-- Text block --
━━━━━━━━

# 3x2x1-1/2” handy box with 14/3.



## jar546 (Oct 24, 2019)

I had an installation today where they brought MC cable, 14/3 into an inch and a half handy box. It is supposed to have a switch in it. Is this code compliant for box fill?

can you think of any scenario where an inch and a half deep handy box would be code compliant for box fill?


----------



## fatboy (Oct 24, 2019)

Don't have an NEC in front of me, but I am reasonably sure that is not compliant, but maybe that is a plug recept not allowed.


----------



## Paul Sweet (Oct 26, 2019)

According to Appleton's table a 3" x 2" x 1 1/2" handy box is only 7.5 cubic inches.
https://www.ideadigitalcontent.com/files/11301/AEC_MC007_Switch_and_Outlet_Boxes_and_Covers.pdf

Two conductors + clamp(s) + a device (double allowance) + grounding conductors = 6 x 2 = 12 cubic inches required.


----------



## jar546 (Oct 26, 2019)

━━━━━━━━

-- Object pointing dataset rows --
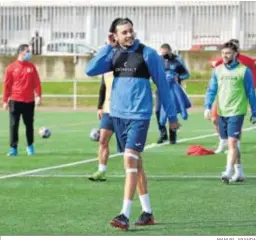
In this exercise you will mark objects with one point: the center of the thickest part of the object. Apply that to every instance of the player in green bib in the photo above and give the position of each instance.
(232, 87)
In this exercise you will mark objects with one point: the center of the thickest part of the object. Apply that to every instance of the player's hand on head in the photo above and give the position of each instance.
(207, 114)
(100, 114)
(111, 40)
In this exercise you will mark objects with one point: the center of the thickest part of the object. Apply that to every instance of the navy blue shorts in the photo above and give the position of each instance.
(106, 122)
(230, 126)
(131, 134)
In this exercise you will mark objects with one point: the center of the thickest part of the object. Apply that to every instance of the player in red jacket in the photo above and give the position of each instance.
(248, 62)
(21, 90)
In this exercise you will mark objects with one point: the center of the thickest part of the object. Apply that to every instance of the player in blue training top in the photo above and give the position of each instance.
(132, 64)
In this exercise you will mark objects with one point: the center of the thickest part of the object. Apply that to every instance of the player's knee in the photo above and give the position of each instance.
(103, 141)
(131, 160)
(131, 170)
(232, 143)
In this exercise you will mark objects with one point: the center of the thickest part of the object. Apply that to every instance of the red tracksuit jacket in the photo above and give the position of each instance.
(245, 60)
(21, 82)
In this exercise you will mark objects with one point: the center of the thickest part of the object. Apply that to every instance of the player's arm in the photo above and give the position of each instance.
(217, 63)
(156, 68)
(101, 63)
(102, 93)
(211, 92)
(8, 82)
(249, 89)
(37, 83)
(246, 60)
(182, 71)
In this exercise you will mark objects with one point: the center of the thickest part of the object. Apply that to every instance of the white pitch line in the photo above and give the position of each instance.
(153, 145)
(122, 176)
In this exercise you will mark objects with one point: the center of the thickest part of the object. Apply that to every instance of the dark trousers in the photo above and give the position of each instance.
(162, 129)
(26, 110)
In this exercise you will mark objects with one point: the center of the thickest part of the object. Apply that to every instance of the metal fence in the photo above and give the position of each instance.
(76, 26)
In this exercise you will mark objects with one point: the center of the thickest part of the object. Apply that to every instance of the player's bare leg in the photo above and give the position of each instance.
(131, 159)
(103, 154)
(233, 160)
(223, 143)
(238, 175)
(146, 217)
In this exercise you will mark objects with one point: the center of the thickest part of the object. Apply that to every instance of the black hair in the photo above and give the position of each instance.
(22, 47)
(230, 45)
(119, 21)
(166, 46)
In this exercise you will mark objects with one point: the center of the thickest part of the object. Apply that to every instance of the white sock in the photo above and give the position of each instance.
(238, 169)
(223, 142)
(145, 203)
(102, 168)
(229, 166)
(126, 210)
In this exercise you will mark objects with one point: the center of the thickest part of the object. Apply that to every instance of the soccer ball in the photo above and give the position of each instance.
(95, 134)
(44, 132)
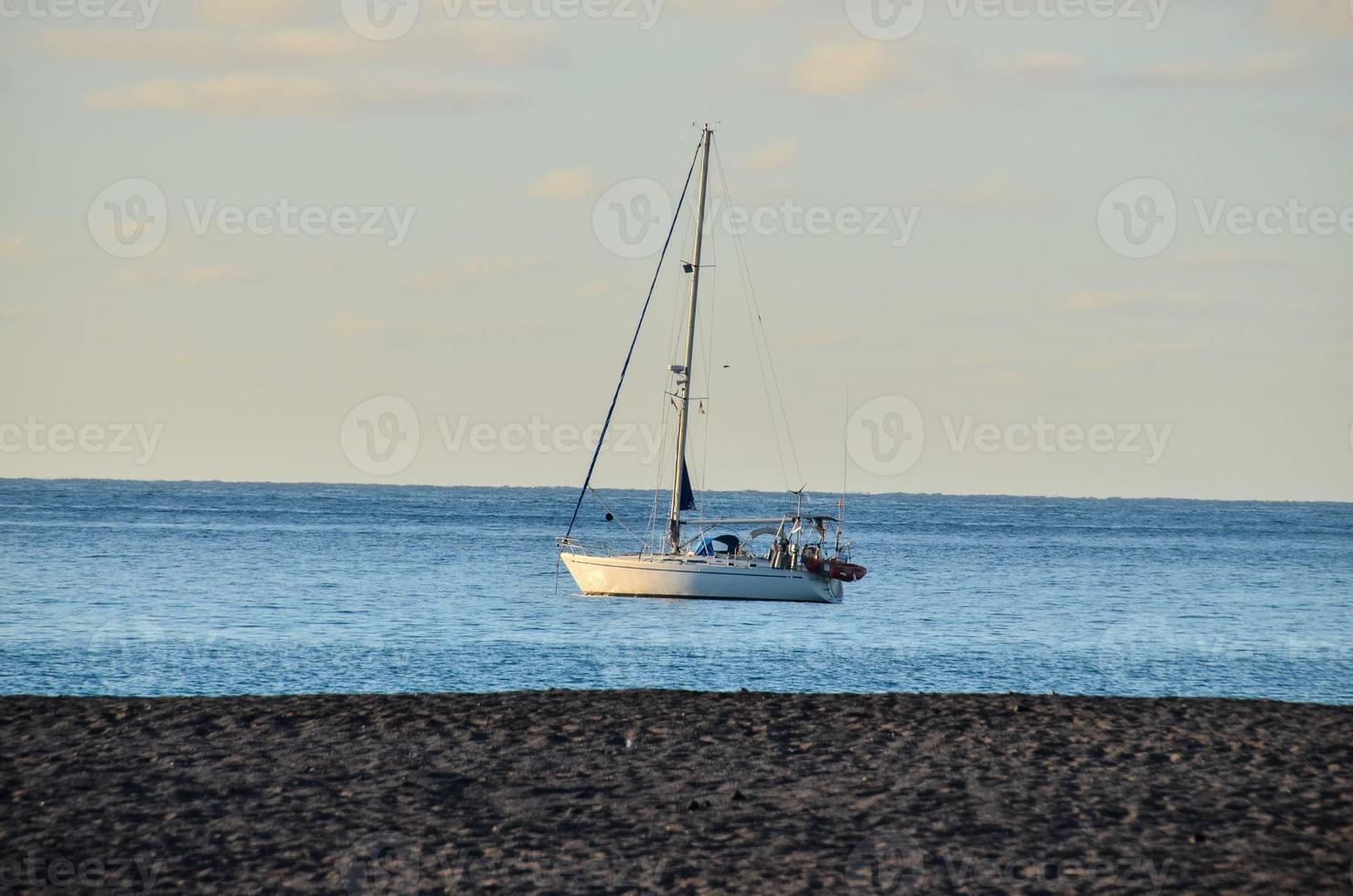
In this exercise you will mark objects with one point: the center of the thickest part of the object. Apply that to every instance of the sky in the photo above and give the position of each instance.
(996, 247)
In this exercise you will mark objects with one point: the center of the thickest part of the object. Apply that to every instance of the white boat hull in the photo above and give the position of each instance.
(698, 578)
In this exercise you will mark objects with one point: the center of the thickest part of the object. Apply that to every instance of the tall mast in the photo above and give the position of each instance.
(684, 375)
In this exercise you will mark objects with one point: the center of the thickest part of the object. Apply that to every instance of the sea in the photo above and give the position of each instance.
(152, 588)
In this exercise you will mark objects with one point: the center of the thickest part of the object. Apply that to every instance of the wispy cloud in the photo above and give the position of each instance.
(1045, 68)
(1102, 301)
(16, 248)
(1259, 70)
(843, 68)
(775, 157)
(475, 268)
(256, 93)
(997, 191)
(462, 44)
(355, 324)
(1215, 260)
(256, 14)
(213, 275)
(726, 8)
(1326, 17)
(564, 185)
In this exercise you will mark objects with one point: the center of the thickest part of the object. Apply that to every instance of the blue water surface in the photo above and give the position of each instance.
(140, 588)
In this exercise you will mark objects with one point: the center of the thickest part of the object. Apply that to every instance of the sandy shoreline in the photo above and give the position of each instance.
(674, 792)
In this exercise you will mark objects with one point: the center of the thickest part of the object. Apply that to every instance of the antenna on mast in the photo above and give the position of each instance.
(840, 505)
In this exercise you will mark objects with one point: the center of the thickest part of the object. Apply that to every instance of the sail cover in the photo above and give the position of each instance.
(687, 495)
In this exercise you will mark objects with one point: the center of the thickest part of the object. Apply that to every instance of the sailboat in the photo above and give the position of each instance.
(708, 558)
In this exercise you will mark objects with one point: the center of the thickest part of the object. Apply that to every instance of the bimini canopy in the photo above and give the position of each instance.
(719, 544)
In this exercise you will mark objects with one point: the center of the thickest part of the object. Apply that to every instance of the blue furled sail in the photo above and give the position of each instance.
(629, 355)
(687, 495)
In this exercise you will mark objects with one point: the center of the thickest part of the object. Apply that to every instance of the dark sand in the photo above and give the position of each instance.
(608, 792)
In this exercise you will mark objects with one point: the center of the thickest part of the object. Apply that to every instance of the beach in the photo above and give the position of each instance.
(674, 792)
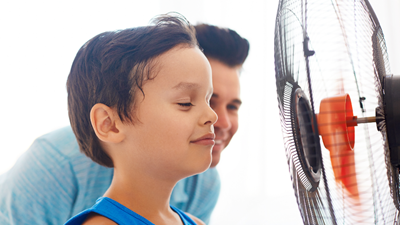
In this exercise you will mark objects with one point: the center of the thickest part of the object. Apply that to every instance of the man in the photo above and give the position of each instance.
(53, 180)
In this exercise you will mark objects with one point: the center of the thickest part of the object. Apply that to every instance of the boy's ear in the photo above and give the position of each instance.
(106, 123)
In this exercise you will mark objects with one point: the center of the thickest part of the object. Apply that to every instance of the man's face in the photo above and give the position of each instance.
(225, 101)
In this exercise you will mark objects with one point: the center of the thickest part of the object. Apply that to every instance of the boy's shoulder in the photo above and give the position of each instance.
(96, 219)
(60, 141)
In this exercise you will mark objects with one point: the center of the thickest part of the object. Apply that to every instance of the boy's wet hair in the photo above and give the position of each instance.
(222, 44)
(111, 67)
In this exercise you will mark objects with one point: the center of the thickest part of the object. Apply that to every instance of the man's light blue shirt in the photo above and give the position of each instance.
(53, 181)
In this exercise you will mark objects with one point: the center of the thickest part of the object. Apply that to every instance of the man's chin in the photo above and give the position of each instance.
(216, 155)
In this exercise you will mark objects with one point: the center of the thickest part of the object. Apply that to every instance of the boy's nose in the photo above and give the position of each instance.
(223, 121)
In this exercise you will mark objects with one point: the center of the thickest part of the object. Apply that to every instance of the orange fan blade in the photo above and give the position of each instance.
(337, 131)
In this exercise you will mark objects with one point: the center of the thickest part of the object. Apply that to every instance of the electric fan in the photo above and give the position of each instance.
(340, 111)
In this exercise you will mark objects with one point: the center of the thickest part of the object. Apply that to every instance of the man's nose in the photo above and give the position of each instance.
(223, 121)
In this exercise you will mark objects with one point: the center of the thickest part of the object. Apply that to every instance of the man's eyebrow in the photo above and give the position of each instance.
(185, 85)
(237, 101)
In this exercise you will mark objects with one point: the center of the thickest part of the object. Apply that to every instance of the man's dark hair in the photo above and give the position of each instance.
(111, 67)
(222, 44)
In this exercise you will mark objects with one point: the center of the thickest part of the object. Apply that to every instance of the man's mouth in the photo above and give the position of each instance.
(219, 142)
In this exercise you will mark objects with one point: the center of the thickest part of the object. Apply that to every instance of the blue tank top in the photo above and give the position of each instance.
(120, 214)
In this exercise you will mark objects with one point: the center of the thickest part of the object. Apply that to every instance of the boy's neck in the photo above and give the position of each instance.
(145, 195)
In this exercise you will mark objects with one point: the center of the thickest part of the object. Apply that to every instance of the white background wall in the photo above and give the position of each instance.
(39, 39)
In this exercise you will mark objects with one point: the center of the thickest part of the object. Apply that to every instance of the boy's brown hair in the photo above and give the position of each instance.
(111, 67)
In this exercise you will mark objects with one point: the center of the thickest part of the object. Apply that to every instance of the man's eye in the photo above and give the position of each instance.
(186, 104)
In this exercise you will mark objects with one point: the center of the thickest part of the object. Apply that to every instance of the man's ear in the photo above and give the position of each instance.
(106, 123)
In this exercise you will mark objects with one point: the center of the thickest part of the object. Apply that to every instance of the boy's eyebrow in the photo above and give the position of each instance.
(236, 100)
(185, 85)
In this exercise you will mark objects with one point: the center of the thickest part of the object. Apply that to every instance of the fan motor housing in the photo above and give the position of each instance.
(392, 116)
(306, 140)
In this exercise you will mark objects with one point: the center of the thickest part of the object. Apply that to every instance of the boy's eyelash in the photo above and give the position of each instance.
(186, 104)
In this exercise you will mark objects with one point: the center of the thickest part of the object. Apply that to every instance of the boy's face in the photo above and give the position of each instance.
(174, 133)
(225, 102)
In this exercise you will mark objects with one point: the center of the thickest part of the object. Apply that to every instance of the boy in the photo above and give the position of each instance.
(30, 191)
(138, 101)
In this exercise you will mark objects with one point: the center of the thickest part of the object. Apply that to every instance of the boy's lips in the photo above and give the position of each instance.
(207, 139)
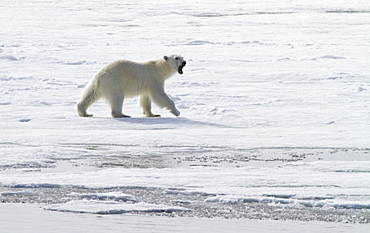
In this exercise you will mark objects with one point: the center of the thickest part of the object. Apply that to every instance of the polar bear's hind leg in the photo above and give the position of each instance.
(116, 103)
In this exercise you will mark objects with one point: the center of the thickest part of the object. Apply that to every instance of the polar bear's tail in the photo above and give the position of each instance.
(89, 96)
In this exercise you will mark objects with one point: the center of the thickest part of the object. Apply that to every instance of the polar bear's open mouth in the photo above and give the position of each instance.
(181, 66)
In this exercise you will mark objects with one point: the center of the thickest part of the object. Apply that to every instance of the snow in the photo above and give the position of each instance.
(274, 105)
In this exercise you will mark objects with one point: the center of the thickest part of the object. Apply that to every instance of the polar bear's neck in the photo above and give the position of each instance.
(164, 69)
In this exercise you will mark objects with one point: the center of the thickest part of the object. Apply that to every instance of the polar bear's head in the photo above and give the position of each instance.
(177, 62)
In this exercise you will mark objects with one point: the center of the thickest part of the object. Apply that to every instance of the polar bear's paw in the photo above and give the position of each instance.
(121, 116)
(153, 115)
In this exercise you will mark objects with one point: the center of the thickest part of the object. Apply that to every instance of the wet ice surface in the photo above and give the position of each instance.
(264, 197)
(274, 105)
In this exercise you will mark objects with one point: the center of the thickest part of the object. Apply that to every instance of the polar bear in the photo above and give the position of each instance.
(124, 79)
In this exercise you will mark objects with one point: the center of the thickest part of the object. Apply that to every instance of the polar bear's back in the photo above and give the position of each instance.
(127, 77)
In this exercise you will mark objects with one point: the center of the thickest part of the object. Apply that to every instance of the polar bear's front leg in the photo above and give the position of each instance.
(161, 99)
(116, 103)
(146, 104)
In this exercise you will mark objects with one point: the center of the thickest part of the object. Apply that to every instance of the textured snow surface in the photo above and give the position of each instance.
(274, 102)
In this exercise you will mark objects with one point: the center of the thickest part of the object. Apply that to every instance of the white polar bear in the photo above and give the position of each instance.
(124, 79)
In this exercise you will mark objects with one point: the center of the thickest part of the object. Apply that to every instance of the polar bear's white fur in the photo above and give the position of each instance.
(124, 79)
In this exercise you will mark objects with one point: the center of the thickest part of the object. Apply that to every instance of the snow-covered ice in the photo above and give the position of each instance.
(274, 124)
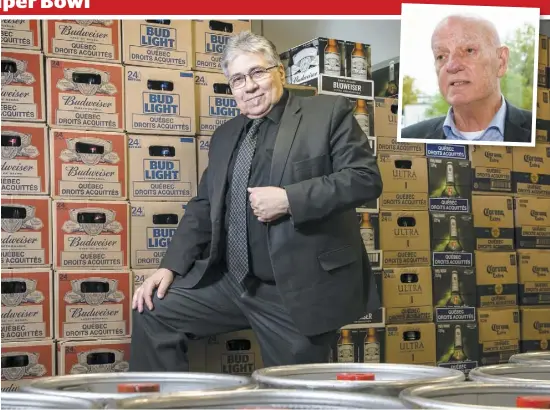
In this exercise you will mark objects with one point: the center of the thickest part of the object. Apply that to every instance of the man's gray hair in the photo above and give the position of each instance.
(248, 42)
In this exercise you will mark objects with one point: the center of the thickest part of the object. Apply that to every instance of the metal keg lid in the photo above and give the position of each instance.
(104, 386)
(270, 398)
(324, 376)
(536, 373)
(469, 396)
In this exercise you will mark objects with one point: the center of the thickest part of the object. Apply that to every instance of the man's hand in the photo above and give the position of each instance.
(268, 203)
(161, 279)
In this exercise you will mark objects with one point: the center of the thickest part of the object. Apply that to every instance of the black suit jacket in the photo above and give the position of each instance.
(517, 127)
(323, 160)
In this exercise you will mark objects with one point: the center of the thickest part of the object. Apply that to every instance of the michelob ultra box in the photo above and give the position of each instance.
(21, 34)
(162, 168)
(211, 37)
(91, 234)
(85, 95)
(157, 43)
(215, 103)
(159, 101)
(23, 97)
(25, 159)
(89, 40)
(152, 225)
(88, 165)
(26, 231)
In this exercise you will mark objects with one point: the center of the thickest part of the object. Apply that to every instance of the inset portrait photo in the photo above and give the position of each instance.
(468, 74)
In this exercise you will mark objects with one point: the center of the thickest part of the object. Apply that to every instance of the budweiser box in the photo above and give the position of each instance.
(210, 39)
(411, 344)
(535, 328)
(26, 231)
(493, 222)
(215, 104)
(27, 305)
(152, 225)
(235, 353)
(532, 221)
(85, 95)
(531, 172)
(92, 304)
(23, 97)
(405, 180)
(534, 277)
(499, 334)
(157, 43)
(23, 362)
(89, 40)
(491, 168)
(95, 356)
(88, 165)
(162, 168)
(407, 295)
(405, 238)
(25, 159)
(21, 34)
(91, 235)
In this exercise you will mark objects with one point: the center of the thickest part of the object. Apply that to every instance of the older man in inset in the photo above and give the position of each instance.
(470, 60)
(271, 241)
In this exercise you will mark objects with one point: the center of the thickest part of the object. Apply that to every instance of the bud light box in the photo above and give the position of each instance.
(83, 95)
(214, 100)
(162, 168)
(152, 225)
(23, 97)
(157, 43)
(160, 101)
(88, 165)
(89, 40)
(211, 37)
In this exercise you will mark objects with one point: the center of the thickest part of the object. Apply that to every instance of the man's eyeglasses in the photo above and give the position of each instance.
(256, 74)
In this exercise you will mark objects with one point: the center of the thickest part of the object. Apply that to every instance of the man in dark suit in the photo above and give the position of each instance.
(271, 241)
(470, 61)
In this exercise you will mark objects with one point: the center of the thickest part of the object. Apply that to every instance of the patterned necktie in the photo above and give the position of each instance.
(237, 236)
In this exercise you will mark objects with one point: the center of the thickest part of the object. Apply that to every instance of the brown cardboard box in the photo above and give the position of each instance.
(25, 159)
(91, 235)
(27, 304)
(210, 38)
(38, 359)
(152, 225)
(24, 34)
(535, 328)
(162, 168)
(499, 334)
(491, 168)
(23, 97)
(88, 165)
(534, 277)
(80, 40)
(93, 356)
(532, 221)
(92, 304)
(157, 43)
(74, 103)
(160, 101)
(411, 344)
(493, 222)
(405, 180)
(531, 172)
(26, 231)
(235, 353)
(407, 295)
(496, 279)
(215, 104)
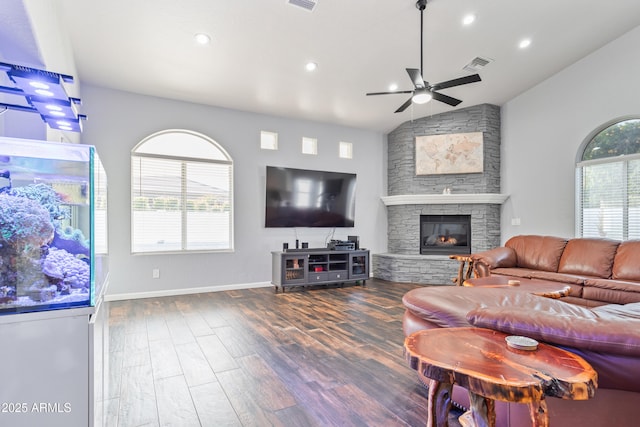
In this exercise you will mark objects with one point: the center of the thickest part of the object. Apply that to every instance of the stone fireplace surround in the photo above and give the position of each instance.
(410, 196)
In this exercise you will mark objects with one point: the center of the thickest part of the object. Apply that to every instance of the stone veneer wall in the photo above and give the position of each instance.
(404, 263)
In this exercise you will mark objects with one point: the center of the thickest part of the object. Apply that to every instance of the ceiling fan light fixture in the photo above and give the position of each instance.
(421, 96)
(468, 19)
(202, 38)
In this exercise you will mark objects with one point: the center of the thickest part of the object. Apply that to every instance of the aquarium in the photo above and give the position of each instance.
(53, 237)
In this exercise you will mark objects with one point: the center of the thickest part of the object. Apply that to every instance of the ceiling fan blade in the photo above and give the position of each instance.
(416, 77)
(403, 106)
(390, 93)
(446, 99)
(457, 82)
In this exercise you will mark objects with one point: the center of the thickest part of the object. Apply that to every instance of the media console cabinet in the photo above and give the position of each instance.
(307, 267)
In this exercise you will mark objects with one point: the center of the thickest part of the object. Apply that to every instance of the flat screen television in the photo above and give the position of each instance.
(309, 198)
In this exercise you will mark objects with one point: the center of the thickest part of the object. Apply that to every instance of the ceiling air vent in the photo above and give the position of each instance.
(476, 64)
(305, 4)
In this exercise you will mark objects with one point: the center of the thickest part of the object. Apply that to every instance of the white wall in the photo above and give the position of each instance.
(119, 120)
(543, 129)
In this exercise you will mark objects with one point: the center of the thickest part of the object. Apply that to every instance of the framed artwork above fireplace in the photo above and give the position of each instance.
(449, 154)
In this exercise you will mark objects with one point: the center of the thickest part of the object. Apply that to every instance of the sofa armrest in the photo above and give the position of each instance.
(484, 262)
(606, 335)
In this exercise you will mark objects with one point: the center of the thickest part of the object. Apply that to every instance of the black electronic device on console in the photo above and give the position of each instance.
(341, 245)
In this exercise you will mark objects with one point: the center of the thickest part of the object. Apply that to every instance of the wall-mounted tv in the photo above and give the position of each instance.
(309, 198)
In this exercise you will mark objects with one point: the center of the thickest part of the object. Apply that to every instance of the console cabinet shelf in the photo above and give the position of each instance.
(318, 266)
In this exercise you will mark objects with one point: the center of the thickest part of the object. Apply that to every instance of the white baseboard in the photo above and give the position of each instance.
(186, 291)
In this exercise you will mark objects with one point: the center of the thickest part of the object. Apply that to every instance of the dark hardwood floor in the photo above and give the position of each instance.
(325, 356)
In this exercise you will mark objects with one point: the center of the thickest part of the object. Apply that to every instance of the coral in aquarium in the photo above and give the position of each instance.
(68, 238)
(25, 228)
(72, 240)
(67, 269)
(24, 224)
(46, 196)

━━━━━━━━

-- Challenge A --
Rewrite the records as a JSON list of strings, one string per line and blank lines omitted, covering the lines from the one containing "the dark hardwood" up to and including the final line of the records.
-- Challenge B --
Extend the forum thread on box fill in a 1-1/2 inch handy box, starting from where it stops.

-- Exercise answer A --
[
  "In this exercise you will mark objects with one point: the center of the thickest part of the object. Apply that to every instance of the dark hardwood floor in the photo above and give the position of each instance.",
  "(325, 356)",
  "In this exercise you will mark objects with one point: the center of the thickest part of the object. Apply that to every instance of the coral in aquarium in the photo above and give the position of each instance.",
  "(68, 238)",
  "(25, 228)",
  "(72, 240)",
  "(67, 269)",
  "(24, 224)",
  "(46, 196)"
]

-- Exercise answer B --
OK so this is not compliant.  A 2x3x1-1/2" handy box can't be used for any receptacle or switch no matter what the wire size.  Maybe as a fixture box for a sconce.


----------



## jar546 (Oct 27, 2019)

Let me expand since we know that a 3x2x1-1/2" "handybox" cannot be used with any devices using 12 or 14 awg wire.

NEC Table 314.16(A) shows us that the box has a capacity of 7.5 cu/in.

The maximum number of conductors on the chart are:  14awg -3 and 12awg -3.  This means that the ground, one white and one black and you are done.  If you attempt to add a switch or receptacle, you are now over.  If you run 14/3 wire you are over before you even think about a device.  The box can only be used on the end of a circuit because you can't even come in with one 14/2 and leave to another box with 14/2.  Basically they are good for fixtures where no devices will be in the box.


----------



## Builder Bob (Oct 28, 2019)

unless it is a light fixture and the canopy cover provides the required capacity for the wiring - far fetched but don't always eliminate the abstract.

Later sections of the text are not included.